*原文:*
####
MySQL 8.0 新特性之横向(LATERAL)派生表
作者: 不剪发的Tony老师
毕业于北京航空航天大学,十多年数据库管理与开发经验,目前在一家全球性的金融公司从事数据库架构设计。CSDN学院签约讲师以及GitChat专栏作者。csdn上的博客收藏于以下地址:https://tonydong.blog.csdn.net
MySQL 将FROM中的子查询称为派生表(Derived Table)。以下查询使用了一个派生表:
SELECT * FROM (SELECT 1) AS dt;
+---+
| 1 |
+---+
| 1 |
+---+
不过,MySQL 中的派生表存在一些限制:
派生表不能是关联子查询
派生表不能引用它所在的SELECT语句中的其他表
在 MySQL 8.0.14 之前,派生表不能引用它所在的SELECT语句外部的表
简单来说,就是派生表必须能够单独运行,而不能依赖其他表。
从 MySQL 8.0.14 开始,派生表支持LATERAL关键字前缀,表示允许派生表引用它所在的FROM子句中的其他表。横向派生表能够完成普通派生表无法完成或者效率低下的操作。
考虑以下应用场景:departments 表存储了部门的信息,employees 表存储了员工信息。如何查找每个部门中薪水最高的 Top 5 和对应的员工?
示例表和数据
首先,使用传统的方法很难实现这样的功能:
SELECT d.department_name,
(SELECT e.salary
FROM employees e
WHERE e.department_id = d.department_id
ORDER BY e.salary DESC LIMIT 5
)
FROM departments d;
ERROR 1242 (21000): Subquery returns more than 1 row
以上查询失败的原因在于SELECT子查询只能返回 1 条数据。
按照需求,我们可以先按照部门编号对员工信息进行分组,获得每个组内的薪水最高的 5 个员工,然后和部门表进行连接查询:
SELECT d.department_name, t.first_name, t.last_name, t.salary
FROM departments d
LEFT JOIN (SELECT e.department_id, e.first_name, e.last_name, e.salary
FROM employees e
WHERE e.department_id = d.department_id
ORDER BY e.salary DESC LIMIT 5) t
ON d.department_id = t.department_id
ORDER BY d.department_name, t.salary DESC;
ERROR 1054 (42S22): Unknown column 'd.department_id' in 'where clause'
以上语句失败的原因在于子查询 t 不能引用外部查询中的 departments 表。
####
*所给数据行:*
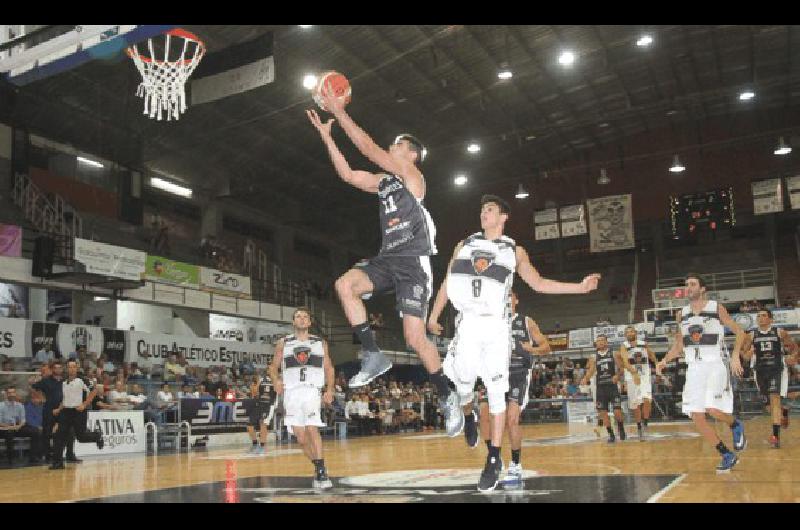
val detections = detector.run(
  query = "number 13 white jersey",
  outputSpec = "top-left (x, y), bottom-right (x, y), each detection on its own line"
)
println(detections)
top-left (447, 232), bottom-right (517, 318)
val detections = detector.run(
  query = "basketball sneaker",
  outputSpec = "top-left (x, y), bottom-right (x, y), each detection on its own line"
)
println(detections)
top-left (503, 462), bottom-right (522, 483)
top-left (314, 469), bottom-right (333, 490)
top-left (464, 411), bottom-right (478, 447)
top-left (348, 351), bottom-right (392, 388)
top-left (731, 420), bottom-right (747, 451)
top-left (478, 457), bottom-right (503, 491)
top-left (439, 390), bottom-right (465, 438)
top-left (717, 452), bottom-right (739, 473)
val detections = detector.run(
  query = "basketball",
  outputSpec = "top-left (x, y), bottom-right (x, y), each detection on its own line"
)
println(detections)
top-left (313, 70), bottom-right (353, 111)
####
*练习题目:* 请用两句话概括原文。 上面的数据行是独立的材料，与原文内容无关。

*参考答案:* MySQL 把 FROM 中的子查询称为派生表，这种派生表必须能够单独运行，不能依赖其他表；从 MySQL 8.0.14 开始，派生表支持 LATERAL 关键字前缀，可以引用它所在 FROM 子句中的其他表。原文以查找每个部门薪水最高的前 5 名员工为例，说明传统写法会失败：一种写法的 SELECT 子查询只能返回 1 条数据，另一种写法的子查询 t 不能引用外部查询中的 departments 表。